■ Polecenia do wykonania
1. Jaka jest, według tekstu o suszeniu bezy, maksymalna bezpieczna temperatura, gdy chce się uzyskać śnieżnobiałą bezę?
2. Dlaczego, zgodnie z tekstem o suszeniu bezy, przy termoobiegu wskaźnik temperatury powinien pokazywać 90 stopni?
3. Kontynuuj tekst o suszeniu bezy od miejsca, w którym się kończy.

■ Dostarczony tekst
- - - -
Dlatego, kiedy chcesz uzyskać śnieżnobiałą bezę, 110 stopni C to maksymalna bezpieczna temperatura, a jeżeli używasz funkcji termoobiegu, wskaźnik temperatury powinien wskazywać 90 stopni. Przy tej funkcji, zwykle realna temperatura w piekarniku jest o ok. 20 stopni wyższa. Bezę wkładamy do nagrzanego piekarnika.
Co do uchylania piekarnika podczas suszenia bezy, to nigdy nie odczułam takiej potrzeby. Zresztą wiele nowych piekarników automatycznie wyłącza funkcje grzania i wentylator po otwarciu drzwiczek.
Czas suszenia
Poziom wysuszenia bezy zależy oczywiście od jej wielkości i czasu suszenia. Małe beziki będą suche już po godzinie, ale blat bezowy o średnicy 20 cm będzie potrzebował nawet dwóch.
Jeszcze inaczej suszy się spód do Pavlovej, który jest zwykle grubszy od zwykłego blatu. Dwie godziny wystarczą, żeby wysechł z zewnątrz, a wewnątrz pozostał miękki, natomiast do całkowitego wysuszenia potrzeba minimum 3 godzin.
Ustaw odpowiedni czas pieczenia, a po jego upływie, piekarnik sam się wyłączy. Nie polecam jednak wyjmować bezy, aż do całkowitego wystygnięcia. Z tego względu bezy piekę zawsze na koniec dnia i wyjmuję z pieca dopiero rano.
- - - -
■ Dostarczone dane
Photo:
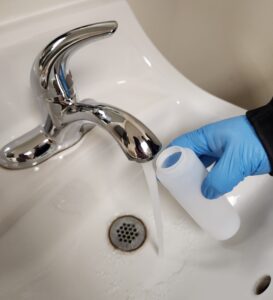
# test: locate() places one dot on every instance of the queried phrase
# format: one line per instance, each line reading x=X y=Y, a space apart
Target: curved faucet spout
x=50 y=66
x=67 y=119
x=135 y=139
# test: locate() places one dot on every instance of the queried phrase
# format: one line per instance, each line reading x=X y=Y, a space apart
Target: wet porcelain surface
x=54 y=218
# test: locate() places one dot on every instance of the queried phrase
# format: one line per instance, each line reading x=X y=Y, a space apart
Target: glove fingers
x=207 y=160
x=223 y=177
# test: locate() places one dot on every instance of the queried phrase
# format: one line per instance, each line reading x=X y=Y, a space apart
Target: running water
x=153 y=188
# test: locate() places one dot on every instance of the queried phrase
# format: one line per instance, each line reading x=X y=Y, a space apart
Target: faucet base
x=36 y=146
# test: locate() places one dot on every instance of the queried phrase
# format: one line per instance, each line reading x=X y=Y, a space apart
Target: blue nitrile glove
x=234 y=147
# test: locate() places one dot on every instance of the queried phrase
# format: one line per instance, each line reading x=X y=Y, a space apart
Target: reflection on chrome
x=67 y=119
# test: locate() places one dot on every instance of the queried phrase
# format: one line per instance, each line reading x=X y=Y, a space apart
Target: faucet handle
- - - -
■ Lista odpowiedzi
1. 110 stopni C.

2. Przy termoobiegu realna temperatura w piekarniku jest zwykle o około 20 stopni wyższa od wskazanej. Ustawienie 90 stopni daje więc w praktyce około 110 stopni, czyli maksymalną bezpieczną temperaturę dla śnieżnobiałej bezy.

3.
Czego będziesz potrzebować
Niezbędne do zrobienia bezy:
- mikser,
- płaska blacha,
- arkusze papieru do pieczenia,
- łyżka do formowania,
- piekarnik.
Przyda się:
- łopatka silikonowa,
- barwniki spożywcze w żelu i miseczki do zabarwienia bezy,
- folia spożywcza do mieszania kolorów lub cieniowania,
- rękaw cukierniczy i tylki do formowania bezików, gniazdek czy nakładania kremu.
Beza idealna - połowa sukcesu
Drugą połowę w Pavlovej niewątpliwie stanowi krem. Ze względu na intensywną słodycz bezy, powinien być neutralny lub stanowić dla niej kontrast smakowy.
Dlatego też idealnym wręcz towarzyszem dla bezy jest bita śmietana.
bita śmietana <- link przeniesie Cię do wyczerpującego artykułu o bitej śmietanie, "Bić czy nie bić".
Świetnie sprawdzi się także połączenie śmietanki i mascarpone lub innego kremowego serka.
krem mascarpone <- warto jednak ograniczyć lub całkowicie zrezygnować z cukru.
Do wypełnienia spodu bezowego o średnicy 20 cm wystarczy pół litra śmietanki kremówki lub połowa porcji kremu mascarpone.
Owoce
Ukoronowaniem bezy Pavlovej są owoce. Mogą być świeże lub w formie frużeliny czy polewy.
Najczęściej wybiera się kontrastujące smakowo, kwaśne owoce, które dodatkowo odróżnią się kolorystycznie od bieli deseru.
Szczególnie kwaśne owoce jak porzeczki czy plastry cytryny można posypać nietopliwym cukrem pudrem lub skarmelizować.
Pavlova - nowe możliwości
Klasyczna Pavlova zawsze się sprawdzi, ale nie byłabym sobą, gdybym nie eksperymentowała ze smakami i teksturami, dlatego mam dla Ciebie kilka modyfikacji, które wynoszą Pavlovą na zupełnie nowy poziom.
1. Krem niekoniecznie neutralny.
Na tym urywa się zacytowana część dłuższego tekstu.